■ **Task brief**: Omit every picture and write out the rest of the records exactly.

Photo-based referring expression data
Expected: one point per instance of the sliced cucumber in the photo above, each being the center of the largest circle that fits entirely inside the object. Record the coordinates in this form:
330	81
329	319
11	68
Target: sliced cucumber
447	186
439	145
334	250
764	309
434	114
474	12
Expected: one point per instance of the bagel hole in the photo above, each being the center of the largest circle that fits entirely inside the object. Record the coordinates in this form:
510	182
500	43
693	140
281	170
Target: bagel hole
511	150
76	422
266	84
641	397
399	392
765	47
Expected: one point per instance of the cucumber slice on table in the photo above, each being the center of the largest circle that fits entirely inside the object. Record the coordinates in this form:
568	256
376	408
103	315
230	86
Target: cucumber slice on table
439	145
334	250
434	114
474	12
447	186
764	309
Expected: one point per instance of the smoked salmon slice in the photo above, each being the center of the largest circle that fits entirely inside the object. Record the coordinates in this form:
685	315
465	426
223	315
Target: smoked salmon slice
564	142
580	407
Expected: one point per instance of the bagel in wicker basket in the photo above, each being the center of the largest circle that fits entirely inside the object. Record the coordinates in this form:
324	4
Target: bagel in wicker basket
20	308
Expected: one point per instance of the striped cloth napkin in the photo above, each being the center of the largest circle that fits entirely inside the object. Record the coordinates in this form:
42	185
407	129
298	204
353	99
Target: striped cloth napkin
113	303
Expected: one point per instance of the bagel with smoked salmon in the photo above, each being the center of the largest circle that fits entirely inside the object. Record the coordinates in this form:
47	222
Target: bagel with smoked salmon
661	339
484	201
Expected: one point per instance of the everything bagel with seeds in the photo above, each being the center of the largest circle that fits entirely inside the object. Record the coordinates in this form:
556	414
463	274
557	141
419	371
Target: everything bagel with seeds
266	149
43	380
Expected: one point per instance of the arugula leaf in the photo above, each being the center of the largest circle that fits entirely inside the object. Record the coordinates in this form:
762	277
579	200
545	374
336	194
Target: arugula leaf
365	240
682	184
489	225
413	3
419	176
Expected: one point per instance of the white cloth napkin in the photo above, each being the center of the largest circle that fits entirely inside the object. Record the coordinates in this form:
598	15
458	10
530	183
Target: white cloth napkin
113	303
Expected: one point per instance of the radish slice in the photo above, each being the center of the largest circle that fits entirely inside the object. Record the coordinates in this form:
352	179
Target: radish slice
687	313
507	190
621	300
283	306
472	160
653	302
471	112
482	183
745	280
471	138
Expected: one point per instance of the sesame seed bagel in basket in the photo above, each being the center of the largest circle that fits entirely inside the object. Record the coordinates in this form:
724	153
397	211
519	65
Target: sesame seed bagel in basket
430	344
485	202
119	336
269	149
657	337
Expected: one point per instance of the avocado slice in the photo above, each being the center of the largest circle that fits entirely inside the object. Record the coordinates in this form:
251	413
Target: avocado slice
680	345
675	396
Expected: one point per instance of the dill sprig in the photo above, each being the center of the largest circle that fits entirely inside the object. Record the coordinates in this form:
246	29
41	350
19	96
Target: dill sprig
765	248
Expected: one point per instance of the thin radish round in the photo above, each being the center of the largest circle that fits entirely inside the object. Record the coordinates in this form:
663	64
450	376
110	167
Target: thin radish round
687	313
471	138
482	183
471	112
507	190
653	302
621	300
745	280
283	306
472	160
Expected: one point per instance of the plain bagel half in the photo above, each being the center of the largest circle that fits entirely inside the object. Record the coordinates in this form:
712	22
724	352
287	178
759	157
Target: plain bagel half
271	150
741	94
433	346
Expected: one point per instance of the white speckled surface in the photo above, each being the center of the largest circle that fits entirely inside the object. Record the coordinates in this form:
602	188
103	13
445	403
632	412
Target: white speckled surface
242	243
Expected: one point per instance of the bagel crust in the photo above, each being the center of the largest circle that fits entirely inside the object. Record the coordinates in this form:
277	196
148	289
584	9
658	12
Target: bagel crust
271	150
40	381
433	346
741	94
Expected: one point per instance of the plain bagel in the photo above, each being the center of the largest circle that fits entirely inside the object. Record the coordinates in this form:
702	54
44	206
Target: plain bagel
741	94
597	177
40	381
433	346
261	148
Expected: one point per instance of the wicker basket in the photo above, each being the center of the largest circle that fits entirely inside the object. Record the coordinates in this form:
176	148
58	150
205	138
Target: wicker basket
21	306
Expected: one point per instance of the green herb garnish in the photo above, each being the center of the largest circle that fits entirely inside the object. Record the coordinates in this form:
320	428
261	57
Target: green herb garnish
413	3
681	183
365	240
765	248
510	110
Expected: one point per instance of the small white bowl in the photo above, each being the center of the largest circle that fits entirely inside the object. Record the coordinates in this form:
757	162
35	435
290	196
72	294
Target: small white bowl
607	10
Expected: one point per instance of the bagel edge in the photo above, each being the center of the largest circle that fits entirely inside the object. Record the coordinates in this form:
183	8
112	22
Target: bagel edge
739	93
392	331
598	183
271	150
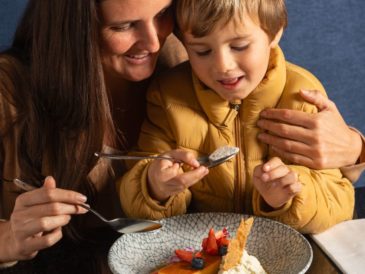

■ **Solution for this exercise**:
Expected: one point per instance of the sliced cucumber in the photo above, each being the center of the largest circle that fits entirely inside the object. Record the coordinates in this form:
330	81
329	319
11	68
Target: sliced cucumber
447	186
439	145
334	250
764	309
434	114
474	12
Expected: one point per instance of the bagel hole in the photo above, each being the center of the largest circle that fits entirely inside the object. Record the coordinates in this form:
510	182
500	43
693	140
281	170
Target: bagel hole
511	150
76	422
266	84
641	397
399	392
765	47
Expected: one point per instance of the cucumber slice on table in the photo above, each being the center of the largest circle that fits entirely inside the object. Record the coordinates in this form:
568	256
376	408
103	315
230	86
Target: cucumber slice on table
439	145
334	250
434	114
474	12
447	186
764	309
Expected: one point per instance of the smoked salmon slice in the photo above, each being the center of the largest circle that fits entirely inside the object. Record the coordinates in this form:
685	315
465	426
223	315
Target: smoked salmon slice
564	142
580	407
Expected: one point per instance of the bagel in wicker basket in the photo above, each being the center of the largest circle that fits entirely inside the object. Record the coordinates in this form:
324	4
Target: bagel in wicker basket
20	308
Expected: one point per instance of the striped cloth napkin in the photo above, each being the center of the largest circle that fits entirely inside the object. Record the coordinates in this form:
42	185
407	129
298	204
353	99
Target: striped cloth napkin
113	303
Expected: one point per instance of the bagel with smoked salmon in the photo above, each being the center of the largest circle that fits entirely inside the object. Record the coordinates in this form:
47	222
Target: bagel with smoked salmon
661	339
484	201
Expected: one point per instance of the everything bagel with seeds in the photo above, each being the center of the largest circle that fits entirely inside the object. Record the coordinates in this form:
556	414
463	274
557	141
419	371
Target: everything bagel with seeds
266	149
43	380
Expected: one point per instance of the arugula leaf in the photo above, each being the center of the largest circle that fits entirely inside the object. Record the coordinates in this form:
762	277
579	200
545	374
336	194
Target: arugula leaf
365	240
682	184
489	225
413	3
419	176
Expected: one point per instance of the white cloth napkin in the photo above, each being the center of the largest circle that fits entirely inside the object. Record the coordinates in this form:
598	15
458	10
530	183
Target: white cloth napkin
113	303
Expected: one point per instance of the radish slice in the photo above, each being the center of the largest circle that fits entirely inside the object. Record the coordinates in this form:
352	179
Target: radish slice
687	313
507	190
621	300
283	306
472	160
653	302
471	112
482	183
745	280
471	138
Expected: one point per instance of the sesame seed bagel in basket in the photo above, each being the center of the largest circle that fits entirely inside the object. Record the coordinates in this form:
724	153
397	211
519	65
Target: sesame seed bagel in basket
430	344
485	202
119	336
269	149
657	337
Expected: one point per instance of the avocado slice in the photo above, each being the center of the largest circle that fits entirely inside the object. Record the coordinates in this form:
251	413
Target: avocado slice
680	345
675	396
Expected: one point per instance of the dill sprig in the photo above, each being the center of the largest circle that fits entirely inside the object. Record the coordinates in this form:
246	29
41	350
19	96
Target: dill sprig
765	248
Expected: one point per instance of the thin radish round in the photo above, each being the center of the largest circle that fits entirely inside the object. Record the coordinates in this form:
663	64
450	376
110	167
Target: thin radish round
687	313
471	138
482	183
471	112
507	190
653	302
621	300
745	280
283	306
472	160
Expected: one point per instance of the plain bagel half in the photo above, each being the center of the largest circle that fits entirely inside the object. Record the coordinates in this form:
712	22
724	352
287	178
759	157
Target: plain bagel half
271	150
741	94
433	346
Expected: one point per instance of the white speckled surface in the photo above, each being the center of the largest circle that fits entirely inside the object. Record the coordinates in this form:
602	188
103	13
445	403
632	412
Target: white speckled surface
242	243
Expected: one point per instance of the bagel crust in the photo above, each being the center of the largest circle that fits entirely inside the object. Record the coordinates in this form:
277	196
148	289
584	9
658	12
Target: bagel crust
271	150
40	381
433	346
741	94
Expected: one point per instance of the plain bagel in the photo above, each being the center of the largest circle that fits entirely inside the object. Record the coordinates in this form:
702	54
44	206
Target: plain bagel
741	94
597	177
40	381
433	346
261	148
Expected: one point per instance of the wicker basket in the photo above, each being the center of the largest circle that fits entirely inside the object. Record the coordinates in this form:
176	148
58	150
205	138
Target: wicker basket
21	306
Expected: one point per instance of the green herb garnish in the photo above, each being the center of the largest circle that fits entirely inside the object. Record the coordinates in this form:
320	428
261	57
Target: green herb garnish
413	3
681	183
365	240
765	248
510	110
Expected: one point per instance of the small white bowl in the photo above, each being the center of the largest circle that fits entirely inside the object. Record the coordinates in this form:
757	162
35	435
290	196
72	294
Target: small white bowl
607	10
Expected: one point per instance of the bagel edge in the photo above, each being the center of the largest circle that fits entirely inside the object. Record the coordinates in this form:
183	8
112	22
Target: bagel edge
739	93
392	331
598	183
271	150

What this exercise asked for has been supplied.